─── EXCERPT TO READ

From Anxiety to Insight to Action: How can we best support young people from diverse backgrounds to make their own response to the climate and ecological emergency?

What support do young people of diverse backgrounds need to deal with the climate and ecological emergency in their own way? This research explores how a process of learning, led by marginalised young people, can enable their voices to be heard in this sphere.

Image Credit: Joe Hill

While findings show young people of all backgrounds to be emotionally distressed by the climate and ecological emergency, the voices of marginalised young people are underrepresented in research and public discourse. Social movements of climate change activism have been criticised for predominantly engaging the white, middle class demographic.

This research project will explore the current mindset of marginalised young people regarding the unfolding climate and ecological situation. It will ask what types of knowledge and understanding young people feel they need in order to better deal with the issue, how they prefer to learn about these topics, and how the arts can facilitate this process.

What is being created?

──────
─── GIVEN RECORDS

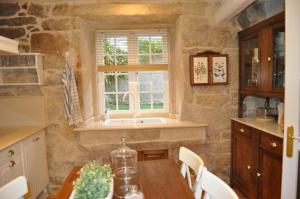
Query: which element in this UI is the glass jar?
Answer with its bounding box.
[125,185,144,199]
[111,138,138,198]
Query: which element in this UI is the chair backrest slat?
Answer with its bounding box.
[200,168,238,199]
[0,176,28,199]
[179,147,204,199]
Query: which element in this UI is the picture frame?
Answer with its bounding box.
[190,51,229,86]
[190,55,209,86]
[211,54,228,85]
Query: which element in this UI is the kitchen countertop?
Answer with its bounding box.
[231,117,283,138]
[0,126,45,151]
[74,118,208,131]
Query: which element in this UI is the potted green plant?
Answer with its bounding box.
[70,161,113,199]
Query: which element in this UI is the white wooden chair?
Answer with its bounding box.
[200,167,238,199]
[0,176,28,199]
[179,147,204,199]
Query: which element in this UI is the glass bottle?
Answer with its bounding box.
[125,185,144,199]
[111,137,138,198]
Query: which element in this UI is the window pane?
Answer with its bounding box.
[140,93,151,110]
[138,73,152,92]
[118,94,129,110]
[104,55,116,65]
[103,38,116,54]
[151,72,164,92]
[105,94,117,110]
[151,37,162,53]
[116,55,128,65]
[151,55,163,64]
[117,74,128,92]
[153,93,164,109]
[104,75,116,92]
[139,55,150,64]
[138,37,150,54]
[138,72,164,92]
[116,37,128,54]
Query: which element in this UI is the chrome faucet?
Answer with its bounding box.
[123,92,136,119]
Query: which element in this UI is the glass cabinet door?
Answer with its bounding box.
[272,26,285,88]
[240,36,259,88]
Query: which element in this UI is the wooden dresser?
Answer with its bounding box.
[231,120,283,199]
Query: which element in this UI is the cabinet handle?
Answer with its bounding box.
[270,142,277,148]
[8,160,16,168]
[8,150,15,157]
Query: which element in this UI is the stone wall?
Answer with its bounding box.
[0,2,93,190]
[171,7,238,180]
[0,0,238,193]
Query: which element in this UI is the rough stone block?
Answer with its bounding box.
[0,17,37,26]
[31,33,69,56]
[28,3,47,17]
[196,95,230,107]
[0,3,20,16]
[0,28,26,39]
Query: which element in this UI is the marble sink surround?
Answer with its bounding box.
[75,119,207,158]
[74,118,208,132]
[231,117,283,138]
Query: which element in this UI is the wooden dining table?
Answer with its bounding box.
[51,159,194,199]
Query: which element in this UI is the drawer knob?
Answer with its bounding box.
[8,150,15,157]
[270,142,277,148]
[8,160,16,168]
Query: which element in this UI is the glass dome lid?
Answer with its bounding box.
[111,137,137,159]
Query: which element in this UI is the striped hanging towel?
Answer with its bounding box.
[62,64,83,126]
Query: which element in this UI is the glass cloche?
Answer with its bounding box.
[111,138,138,198]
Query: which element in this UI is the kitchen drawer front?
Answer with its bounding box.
[0,143,21,166]
[233,122,251,138]
[0,155,24,187]
[259,132,283,156]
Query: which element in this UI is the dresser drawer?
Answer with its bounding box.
[0,143,21,166]
[259,133,283,156]
[233,122,251,138]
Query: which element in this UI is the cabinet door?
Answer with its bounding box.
[23,132,49,198]
[0,156,23,187]
[232,124,255,196]
[240,33,260,90]
[258,149,282,199]
[271,22,285,92]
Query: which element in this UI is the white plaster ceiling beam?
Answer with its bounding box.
[215,0,255,23]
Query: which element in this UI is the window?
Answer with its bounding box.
[96,30,169,113]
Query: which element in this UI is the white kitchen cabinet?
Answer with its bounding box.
[22,130,49,198]
[0,130,49,199]
[0,155,23,187]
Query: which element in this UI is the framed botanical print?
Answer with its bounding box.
[190,51,228,86]
[190,55,209,86]
[212,55,228,84]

──────

* WORK TO COMPLETE
[a] According to the page on supporting young people through the climate emergency, which group have climate activism movements been criticized for mostly engaging?
[b] Resume the page on supporting young people through the climate emergency, starting right after its last line.

* ANSWERS FOR EACH ITEM
[a] The white, middle class demographic.

[b]
The researchers will work together to produce a series of collaborative events for young people, combining traditional research approaches with a creative research activity centring around an installation. The installation will incorporate music, sound, visuals, artefacts and activities and will be designed to stimulate young people in their thoughts about the climate and ecological emergency, while also enabling them to develop their own responses to the issues raised.

Young people will be encouraged to articulate and disseminate their responses through blogs and other means, which will in turn be documented as a key aspect of the research project.

Who are the team and what do they bring?

  • Dr David Sands (Education) is interested in how marginalised young people can develop their own ideas regarding the climate and ecological emergency as active citizens of a democratic society.
  • Prof Richard Pancost (Earth Sciences) is interested in how scientific knowledge can be deployed so that marginalised young people can make well-informed and future-facing decisions.
  • Dr Myles-Jay Linton’s (Bristol Medical School, Education) interest lies in the effect of the climate change emergency on the wellbeing and mental health of young people and how this can be mitigated.
  • Dr Oscar Berglund’s (Policy Studies) interest lies in how young people develop political agency and non-violent forms of contestation within a climate change context.
  • Lauren Hennessy’s (Postgraduate student, teacher and Extinction Rebellion Activist) dissertation will focus on young people’s responses to the climate and ecological emergency.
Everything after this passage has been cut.